Project Summary
Defining and Avoiding Molecular Mechanisms of Drug Resistance
Drug resistance is a major challenge in modern medicine. Resistance impacts the lives of millions, limiting the
effectiveness of many of our most potent drugs. This often happens under the selective pressure of therapy in
bacterial, viral, and fungal infections and in cancer due to rapid evolution. Instead of considering resistance
only after a drug fails, we need a paradigm shift to incorporate preemptive strategies into drug design to avoid
resistance. Research in my laboratory combines a variety of experimental and computational techniques to
elucidate the molecular mechanisms of drug resistance and to lay the foundation for developing strategies to
avoid resistance in drug design. The rapid evolution of viruses continues to challenge our therapies,
highlighting the significance of deciphering the intersection of evolution and resistance.
Insights from my years of research on HIV-1 protease and subsequently other viral proteases led to
fundamental concepts including that primary resistance mutations occur where inhibitors physically contact
regions of the active site beyond the substrate envelope. I hypothesized that inhibitors that stay within the
substrate envelope are less susceptible to drug resistance. Validating this hypothesis, my strategy of adding
the constraint that inhibitors must stay within the substrate envelope in structure-based drug design (SBDD)
yielded extremely potent inhibitors that are effective against resistant variants. Beyond the substrate envelope,
I have demonstrated mutations distal from the active site also significantly contribute to resistance.

============

# Exercise 1
Summarize the project summary in two sentences.
# Exercise 2
Rewrite the part of the project summary starting at "yielded extremely potent" and ending at "contribute to resistance.", replacing "resistant variants" with "drug-resistant strains".

# Data extracts
============

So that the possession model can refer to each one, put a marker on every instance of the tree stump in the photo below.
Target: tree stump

============

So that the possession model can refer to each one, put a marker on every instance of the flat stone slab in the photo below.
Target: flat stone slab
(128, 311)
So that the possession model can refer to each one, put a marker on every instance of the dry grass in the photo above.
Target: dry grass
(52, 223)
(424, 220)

============

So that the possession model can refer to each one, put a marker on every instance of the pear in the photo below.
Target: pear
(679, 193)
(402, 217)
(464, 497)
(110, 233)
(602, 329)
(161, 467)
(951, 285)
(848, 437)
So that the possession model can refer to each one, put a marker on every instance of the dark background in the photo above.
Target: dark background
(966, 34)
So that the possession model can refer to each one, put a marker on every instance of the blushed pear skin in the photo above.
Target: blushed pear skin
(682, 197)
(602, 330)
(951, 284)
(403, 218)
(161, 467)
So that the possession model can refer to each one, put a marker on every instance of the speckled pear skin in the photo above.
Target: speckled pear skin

============

# Result 1
Drug resistance, often arising through rapid evolution under the pressure of therapy in infections and cancer, limits many potent drugs, and the summary argues for preemptive strategies in drug design, supported by experimental and computational work on the molecular mechanisms of resistance. Research on HIV-1 protease and other viral proteases showed that primary resistance mutations occur where inhibitors contact active-site regions beyond the substrate envelope, that inhibitors designed to stay within the envelope are extremely potent against resistant variants, and that mutations distal from the active site also significantly contribute to resistance.

# Result 2
yielded extremely potent inhibitors that are effective against drug-resistant strains. Beyond the substrate envelope,
I have demonstrated mutations distal from the active site also significantly contribute to resistance.